Document excerpt
## Automatic quantization and optimized inference for YOLOv5 with ONNX Runtime (TensorrRT Execution Provider)

This notebook demonstrates simple procedure for Ultralytics YOLOv5 quantization.

Our quantization process consists of quantized model calibration, quantization thresholds adjustment and weight fine-tuning using distillation. Finally, we demonstrate inference of our quantized model using ONNX Runtime framework.

### Main chapters of this notebook:
1. Setup the environment
1. Prepare dataset and create dataloaders
1. Baseline YOLOv5 ONNX creation
1. Quantize YOLOv5
1. Measure speed of default YOLOv5 inferenced via default PyTorch and quantized YOLOv5 inferenced via ONNX Runtime (TensorRT)
1. Measure mAP for float and quantized versions

Before running this example make sure that TensorRT supports your GPU for INT8 inference  (``cuda compute capability`` > 6.1, as described [here](https://docs.nvidia.com/deeplearning/tensorrt/support-matrix/index.html#hardware-precision-matrix)).

## Setup the environment

First, let's set up the environment and make some common imports.

In [None]:
!pip install -r requirements.txt
!pip install 'numpy<1.24'

In [None]:
# You may need to uncomment and change this variable to match free GPU index
# %env CUDA_VISIBLE_DEVICES=0

1. Install enot-autodl and ONNX Runtime libraries and create jupyter kernel with them.

Objective 1
According to the YOLOv5 quantization notebook, what CUDA compute capability must a GPU have for TensorRT INT8 inference?

(Named-object pointing records)

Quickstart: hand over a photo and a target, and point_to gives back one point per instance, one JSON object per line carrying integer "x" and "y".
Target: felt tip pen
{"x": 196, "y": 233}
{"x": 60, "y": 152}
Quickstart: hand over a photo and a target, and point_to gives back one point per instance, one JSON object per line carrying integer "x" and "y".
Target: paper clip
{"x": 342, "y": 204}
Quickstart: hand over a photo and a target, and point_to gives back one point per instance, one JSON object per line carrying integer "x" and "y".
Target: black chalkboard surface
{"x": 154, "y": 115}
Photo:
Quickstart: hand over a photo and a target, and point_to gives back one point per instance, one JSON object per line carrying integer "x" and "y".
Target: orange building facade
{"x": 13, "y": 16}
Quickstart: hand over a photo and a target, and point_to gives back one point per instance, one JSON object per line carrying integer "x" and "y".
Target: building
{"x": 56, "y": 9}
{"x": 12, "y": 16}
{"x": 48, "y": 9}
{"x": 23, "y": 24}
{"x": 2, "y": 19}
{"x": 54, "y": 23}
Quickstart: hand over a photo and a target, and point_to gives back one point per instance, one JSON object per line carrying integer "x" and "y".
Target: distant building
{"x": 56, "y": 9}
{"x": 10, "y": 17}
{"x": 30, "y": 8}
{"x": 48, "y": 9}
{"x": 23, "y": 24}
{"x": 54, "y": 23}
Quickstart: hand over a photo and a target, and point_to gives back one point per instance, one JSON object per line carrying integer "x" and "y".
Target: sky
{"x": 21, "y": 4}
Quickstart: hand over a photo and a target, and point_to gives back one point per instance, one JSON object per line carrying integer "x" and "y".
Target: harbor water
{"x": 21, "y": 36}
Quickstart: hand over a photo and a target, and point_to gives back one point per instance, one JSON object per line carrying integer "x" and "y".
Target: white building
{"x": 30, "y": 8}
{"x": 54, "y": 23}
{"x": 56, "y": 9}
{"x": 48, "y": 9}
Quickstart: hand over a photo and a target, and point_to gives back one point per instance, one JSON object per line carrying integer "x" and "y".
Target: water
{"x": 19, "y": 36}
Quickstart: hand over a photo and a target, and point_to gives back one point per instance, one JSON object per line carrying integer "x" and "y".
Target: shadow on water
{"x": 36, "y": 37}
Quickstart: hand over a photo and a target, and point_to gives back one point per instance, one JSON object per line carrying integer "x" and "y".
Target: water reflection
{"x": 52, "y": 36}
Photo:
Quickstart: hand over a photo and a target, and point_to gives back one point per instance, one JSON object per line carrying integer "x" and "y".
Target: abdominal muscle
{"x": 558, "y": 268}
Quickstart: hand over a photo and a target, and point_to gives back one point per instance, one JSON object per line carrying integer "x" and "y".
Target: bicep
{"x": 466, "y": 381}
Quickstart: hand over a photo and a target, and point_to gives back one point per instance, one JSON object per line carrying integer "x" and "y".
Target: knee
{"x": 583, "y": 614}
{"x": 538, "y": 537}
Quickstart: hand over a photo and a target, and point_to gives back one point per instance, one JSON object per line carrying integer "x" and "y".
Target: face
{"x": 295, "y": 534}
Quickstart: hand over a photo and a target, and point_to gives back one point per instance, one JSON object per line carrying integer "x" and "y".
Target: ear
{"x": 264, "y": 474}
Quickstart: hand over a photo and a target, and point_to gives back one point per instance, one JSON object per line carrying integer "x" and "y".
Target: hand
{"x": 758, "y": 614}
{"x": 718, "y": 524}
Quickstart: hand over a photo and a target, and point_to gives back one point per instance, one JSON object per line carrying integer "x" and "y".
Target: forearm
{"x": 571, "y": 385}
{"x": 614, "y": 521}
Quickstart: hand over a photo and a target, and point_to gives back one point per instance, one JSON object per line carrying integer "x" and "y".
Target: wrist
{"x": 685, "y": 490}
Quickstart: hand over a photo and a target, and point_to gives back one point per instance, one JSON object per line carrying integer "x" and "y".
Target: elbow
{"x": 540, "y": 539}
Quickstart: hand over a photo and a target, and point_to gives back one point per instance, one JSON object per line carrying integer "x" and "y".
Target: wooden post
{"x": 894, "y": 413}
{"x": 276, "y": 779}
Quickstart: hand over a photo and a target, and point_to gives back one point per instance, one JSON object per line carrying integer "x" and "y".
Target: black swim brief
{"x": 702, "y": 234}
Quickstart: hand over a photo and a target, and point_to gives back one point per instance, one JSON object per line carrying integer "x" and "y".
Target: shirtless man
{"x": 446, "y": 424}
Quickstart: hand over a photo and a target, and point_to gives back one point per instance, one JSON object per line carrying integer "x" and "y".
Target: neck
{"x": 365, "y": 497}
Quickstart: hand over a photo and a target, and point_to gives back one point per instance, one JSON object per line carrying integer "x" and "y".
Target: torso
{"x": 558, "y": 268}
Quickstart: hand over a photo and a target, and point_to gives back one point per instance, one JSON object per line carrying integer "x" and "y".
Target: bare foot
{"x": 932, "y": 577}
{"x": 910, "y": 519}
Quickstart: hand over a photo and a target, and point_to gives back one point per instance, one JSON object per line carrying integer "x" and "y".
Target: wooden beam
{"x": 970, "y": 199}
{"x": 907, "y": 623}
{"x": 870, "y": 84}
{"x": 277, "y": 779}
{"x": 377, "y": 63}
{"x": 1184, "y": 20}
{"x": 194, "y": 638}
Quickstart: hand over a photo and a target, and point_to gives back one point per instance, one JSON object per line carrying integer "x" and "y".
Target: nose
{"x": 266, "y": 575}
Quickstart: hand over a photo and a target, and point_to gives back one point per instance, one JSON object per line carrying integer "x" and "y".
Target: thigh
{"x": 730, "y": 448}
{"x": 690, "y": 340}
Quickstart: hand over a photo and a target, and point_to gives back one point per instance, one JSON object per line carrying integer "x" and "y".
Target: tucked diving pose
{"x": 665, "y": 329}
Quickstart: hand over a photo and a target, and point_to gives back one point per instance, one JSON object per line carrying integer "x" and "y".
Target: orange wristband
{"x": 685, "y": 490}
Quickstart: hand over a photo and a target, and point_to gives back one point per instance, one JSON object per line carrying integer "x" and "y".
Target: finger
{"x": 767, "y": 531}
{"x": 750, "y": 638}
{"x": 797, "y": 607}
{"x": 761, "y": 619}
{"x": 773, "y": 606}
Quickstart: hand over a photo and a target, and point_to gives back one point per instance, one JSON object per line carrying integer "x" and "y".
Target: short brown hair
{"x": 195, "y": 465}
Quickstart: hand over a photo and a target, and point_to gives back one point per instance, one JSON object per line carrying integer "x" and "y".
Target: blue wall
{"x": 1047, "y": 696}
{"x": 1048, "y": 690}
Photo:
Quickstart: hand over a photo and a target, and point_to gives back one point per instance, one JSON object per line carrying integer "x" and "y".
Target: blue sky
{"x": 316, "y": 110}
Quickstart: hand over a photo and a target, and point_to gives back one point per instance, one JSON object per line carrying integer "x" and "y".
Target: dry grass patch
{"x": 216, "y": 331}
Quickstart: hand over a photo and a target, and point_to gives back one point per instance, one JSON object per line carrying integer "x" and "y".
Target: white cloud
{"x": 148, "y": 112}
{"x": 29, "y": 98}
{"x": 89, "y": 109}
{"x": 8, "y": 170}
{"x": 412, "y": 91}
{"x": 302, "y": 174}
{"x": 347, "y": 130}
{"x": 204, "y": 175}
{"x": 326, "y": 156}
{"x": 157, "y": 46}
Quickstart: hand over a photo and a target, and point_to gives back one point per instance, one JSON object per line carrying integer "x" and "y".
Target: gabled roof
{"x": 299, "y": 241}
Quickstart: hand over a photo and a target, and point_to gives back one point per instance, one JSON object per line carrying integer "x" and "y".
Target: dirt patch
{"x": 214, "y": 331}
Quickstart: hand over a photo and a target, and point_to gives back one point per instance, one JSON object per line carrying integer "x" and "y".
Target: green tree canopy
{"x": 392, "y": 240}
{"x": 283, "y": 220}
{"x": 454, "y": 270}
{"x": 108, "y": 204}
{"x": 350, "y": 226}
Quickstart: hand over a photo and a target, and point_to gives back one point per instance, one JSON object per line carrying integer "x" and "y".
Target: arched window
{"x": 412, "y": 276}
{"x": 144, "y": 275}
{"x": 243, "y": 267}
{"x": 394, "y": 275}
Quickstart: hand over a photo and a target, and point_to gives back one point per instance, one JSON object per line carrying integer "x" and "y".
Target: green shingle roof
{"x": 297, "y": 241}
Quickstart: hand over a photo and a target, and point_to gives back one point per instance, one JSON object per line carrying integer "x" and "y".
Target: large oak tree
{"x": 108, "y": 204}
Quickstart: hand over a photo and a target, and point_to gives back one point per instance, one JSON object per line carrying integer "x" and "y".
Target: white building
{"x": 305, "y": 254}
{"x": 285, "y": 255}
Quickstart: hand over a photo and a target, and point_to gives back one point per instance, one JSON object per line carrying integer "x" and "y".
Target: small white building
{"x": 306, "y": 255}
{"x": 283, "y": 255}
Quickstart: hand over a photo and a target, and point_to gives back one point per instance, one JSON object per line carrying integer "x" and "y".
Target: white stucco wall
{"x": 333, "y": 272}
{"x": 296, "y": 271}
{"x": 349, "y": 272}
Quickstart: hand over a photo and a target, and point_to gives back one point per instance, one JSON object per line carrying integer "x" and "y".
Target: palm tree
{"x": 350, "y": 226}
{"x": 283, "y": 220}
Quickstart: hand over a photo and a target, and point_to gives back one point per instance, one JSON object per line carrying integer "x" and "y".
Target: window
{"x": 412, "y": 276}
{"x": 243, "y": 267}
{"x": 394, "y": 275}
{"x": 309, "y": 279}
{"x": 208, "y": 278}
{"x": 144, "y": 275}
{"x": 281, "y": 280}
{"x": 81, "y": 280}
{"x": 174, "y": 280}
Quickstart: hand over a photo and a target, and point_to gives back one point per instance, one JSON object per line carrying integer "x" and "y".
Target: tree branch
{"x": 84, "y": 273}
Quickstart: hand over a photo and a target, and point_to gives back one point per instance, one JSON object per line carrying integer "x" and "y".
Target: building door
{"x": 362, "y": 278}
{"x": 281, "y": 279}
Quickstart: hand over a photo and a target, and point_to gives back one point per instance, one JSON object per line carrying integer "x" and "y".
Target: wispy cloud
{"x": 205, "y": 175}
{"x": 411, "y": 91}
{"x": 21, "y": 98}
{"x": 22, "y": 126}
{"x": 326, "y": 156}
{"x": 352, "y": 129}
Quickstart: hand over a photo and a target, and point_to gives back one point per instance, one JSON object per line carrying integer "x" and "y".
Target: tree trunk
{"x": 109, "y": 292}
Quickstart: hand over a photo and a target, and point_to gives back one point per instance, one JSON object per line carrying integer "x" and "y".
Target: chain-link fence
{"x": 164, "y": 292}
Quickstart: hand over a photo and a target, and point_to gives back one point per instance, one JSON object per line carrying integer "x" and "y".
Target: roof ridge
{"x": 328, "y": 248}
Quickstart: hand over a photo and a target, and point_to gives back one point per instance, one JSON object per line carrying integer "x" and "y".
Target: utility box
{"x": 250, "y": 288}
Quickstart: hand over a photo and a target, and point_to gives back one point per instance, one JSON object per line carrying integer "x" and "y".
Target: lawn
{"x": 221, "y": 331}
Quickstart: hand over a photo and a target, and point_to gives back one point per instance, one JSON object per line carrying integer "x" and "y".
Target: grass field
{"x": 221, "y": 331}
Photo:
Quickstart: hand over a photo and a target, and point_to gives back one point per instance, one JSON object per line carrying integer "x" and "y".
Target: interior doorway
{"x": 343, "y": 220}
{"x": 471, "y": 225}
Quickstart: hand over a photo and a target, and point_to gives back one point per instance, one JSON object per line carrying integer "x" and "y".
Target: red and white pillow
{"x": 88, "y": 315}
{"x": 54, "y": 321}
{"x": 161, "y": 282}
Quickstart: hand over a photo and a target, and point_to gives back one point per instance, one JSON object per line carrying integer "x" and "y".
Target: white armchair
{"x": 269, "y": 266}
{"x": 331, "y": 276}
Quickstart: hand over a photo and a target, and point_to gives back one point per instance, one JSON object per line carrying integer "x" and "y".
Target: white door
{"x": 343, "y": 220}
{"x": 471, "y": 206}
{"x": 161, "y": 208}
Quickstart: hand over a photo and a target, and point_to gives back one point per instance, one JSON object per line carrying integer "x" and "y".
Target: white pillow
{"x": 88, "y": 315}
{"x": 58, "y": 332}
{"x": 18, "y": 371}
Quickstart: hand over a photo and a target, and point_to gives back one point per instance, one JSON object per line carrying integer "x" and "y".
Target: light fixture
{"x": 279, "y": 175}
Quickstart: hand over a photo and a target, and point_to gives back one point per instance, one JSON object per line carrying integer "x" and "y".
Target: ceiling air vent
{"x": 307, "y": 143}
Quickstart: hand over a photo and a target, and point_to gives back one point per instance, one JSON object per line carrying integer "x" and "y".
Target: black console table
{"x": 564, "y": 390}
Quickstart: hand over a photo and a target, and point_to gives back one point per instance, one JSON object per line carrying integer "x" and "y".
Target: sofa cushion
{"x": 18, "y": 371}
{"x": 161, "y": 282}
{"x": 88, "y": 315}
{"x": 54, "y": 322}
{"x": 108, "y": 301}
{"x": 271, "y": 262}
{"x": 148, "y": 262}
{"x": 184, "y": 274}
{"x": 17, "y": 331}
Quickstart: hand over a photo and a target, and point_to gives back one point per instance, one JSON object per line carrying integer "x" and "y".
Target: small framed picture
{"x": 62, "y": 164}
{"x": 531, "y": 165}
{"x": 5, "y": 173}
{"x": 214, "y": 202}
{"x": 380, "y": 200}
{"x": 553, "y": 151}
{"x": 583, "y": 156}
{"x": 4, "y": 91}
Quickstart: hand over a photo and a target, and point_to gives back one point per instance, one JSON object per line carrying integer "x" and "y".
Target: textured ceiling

Objective 2
Which lines of the entries contain the string "window"? List each one in full, treating the match as case-sensitive.

Complete response 1
Greater than 6.1.

Complete response 2
Target: arched window
Target: window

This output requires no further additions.